**FRAGMENTO PARA LEER:**
----

La cátedra universitaria (una vez reparado el desafuero   —9→   ministerial de 1878), primero en Zaragoza -sólo el curso 1882-1883-, y desde este último año hasta su muerte, en Oviedo, supuso el remate feliz y seguro de su carrera intelectual, acaso un aumento de prestigio y, también, su forzoso alejamiento de la vida literaria española en el contacto diario y directo con Madrid, capital y núcleo más que exclusivo de ella. Ahora no le sería posible acudir a los estrenos teatrales pero, a cambio, la provincia representaba sosiego, más tiempo propio y una mayor independencia a la hora de pronunciarse, pues «viviendo en Madrid, tal vez un santo podrá ser crítico del todo imparcial [...] la benevolencia es un abismo en que el crítico madrileño cae tarde o temprano [...] Yo no sé lo que sería de mí si algún día vuelvo a ser vecino de la villa [...]; pero mientras vivo ausente de ella quiero conservar mi manera de entender la crítica, y en vez de ablandarme más cada día [...], voy a seguir el dictamen de los que piensan que lo poco que valgo, lo valgo por sincero y claro y hasta duro, ¿por qué no?, con quien lo merece».6

Alternando con la cátedra y con la familia, Leopoldo Alas cumplirá en adelante su labor de comentario y enjuiciamiento de la actividad literaria nacional; por necesidad económica (la cena de los suyos, a la que no alcanza el parvo emolumento profesoral), por no desatender compromisos contraídos y, asimismo, por la seria convicción de que es preciso cada día más seguir en la trinchera crítica, trabajará sin tregua. Escribe para muchos periódicos, pues su condición de crítico respetado, temido y hasta odiado le proporciona una extensa nombradía, pero tantas colaboraciones, más las polémicas y los ataques de que es objeto, los muchos libros que recibe y las numerosas cartas, amén de sus dolencias físicas y de sus pesares íntimos terminan convirtiéndole en un ser desbordado por el trabajo, urgido tristemente: «¡Cuántas veces, por cumplir un compromiso, por entregar a tiempo la obra del jornalero acabada, me sorprendo en la ingrata faena de hacerme inferior a mí   —10→   mismo, de escribir peor que sé, de decir lo que sé que no vale nada, que no importa, que sólo sirve para llenar un hueco y justificar un salario!».7

Asegura Juan Antonio Cabezas8 que, con sus colaboraciones, Clarín llegó a ganar más de 15.000 pesetas anuales hacia mil ochocientos noventa y tantos; la editorial barcelonesa Maucci le pagó muy bien la traducción de la novela de Émile Zola Travail, una de las últimas tareas en que se ocupó Alas. Pero era ésta del dinero una recompensa no excesivamente apetecida por el interesado, deseoso, por el contrario, de leer con calma y a su gusto, de mirar hacia sus adentros más que de bullir y promover algarabía y escándalo.

----

**MATERIAL PROPORCIONADO:**
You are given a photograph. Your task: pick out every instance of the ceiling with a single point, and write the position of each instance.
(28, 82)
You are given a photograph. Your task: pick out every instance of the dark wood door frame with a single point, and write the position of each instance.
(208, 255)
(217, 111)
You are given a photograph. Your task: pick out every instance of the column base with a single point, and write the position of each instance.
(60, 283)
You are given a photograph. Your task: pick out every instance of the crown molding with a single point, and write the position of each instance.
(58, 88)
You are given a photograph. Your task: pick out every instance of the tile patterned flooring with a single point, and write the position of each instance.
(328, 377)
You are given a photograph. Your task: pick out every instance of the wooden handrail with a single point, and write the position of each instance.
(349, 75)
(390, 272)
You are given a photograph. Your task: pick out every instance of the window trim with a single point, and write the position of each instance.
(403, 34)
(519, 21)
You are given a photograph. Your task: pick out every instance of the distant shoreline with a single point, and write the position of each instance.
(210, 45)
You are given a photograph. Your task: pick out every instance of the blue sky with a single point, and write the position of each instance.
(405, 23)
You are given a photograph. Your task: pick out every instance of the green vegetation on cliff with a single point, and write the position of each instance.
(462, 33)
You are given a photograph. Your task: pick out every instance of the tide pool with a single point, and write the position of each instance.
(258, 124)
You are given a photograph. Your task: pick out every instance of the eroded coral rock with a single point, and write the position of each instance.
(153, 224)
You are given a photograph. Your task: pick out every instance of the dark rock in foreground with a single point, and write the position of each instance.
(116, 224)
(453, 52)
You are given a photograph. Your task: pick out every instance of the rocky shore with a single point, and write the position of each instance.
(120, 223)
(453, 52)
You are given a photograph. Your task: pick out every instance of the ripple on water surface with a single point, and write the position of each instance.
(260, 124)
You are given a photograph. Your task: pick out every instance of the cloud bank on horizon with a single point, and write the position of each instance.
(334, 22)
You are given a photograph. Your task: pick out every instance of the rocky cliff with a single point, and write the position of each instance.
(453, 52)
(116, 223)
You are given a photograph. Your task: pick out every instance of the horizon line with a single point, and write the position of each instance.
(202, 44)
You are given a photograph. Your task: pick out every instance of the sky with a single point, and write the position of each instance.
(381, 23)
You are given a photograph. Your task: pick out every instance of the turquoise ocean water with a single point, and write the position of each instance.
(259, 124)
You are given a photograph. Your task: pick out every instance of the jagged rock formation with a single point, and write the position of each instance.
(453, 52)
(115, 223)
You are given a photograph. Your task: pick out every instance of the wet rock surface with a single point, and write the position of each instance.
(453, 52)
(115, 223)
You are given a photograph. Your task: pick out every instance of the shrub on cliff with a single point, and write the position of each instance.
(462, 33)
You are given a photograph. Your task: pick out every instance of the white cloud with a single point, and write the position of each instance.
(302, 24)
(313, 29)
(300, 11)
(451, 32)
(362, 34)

----

**ENUNCIADO ESCRITO:**
Contesta con datos del fragmento sobre Leopoldo Alas:
(a) ¿En qué ciudad tuvo la cátedra solo durante el curso 1882-1883?
(b) ¿Qué novela de Émile Zola tradujo para la editorial Maucci?
(c) Según Juan Antonio Cabezas, ¿cuánto llegó a ganar al año con sus colaboraciones?
Las líneas no guardan relación con el fragmento.

**RESPUESTA COMPLETA:**
(a) En Zaragoza.
(b) Travail.
(c) Más de 15.000 pesetas anuales, hacia mil ochocientos noventa y tantos.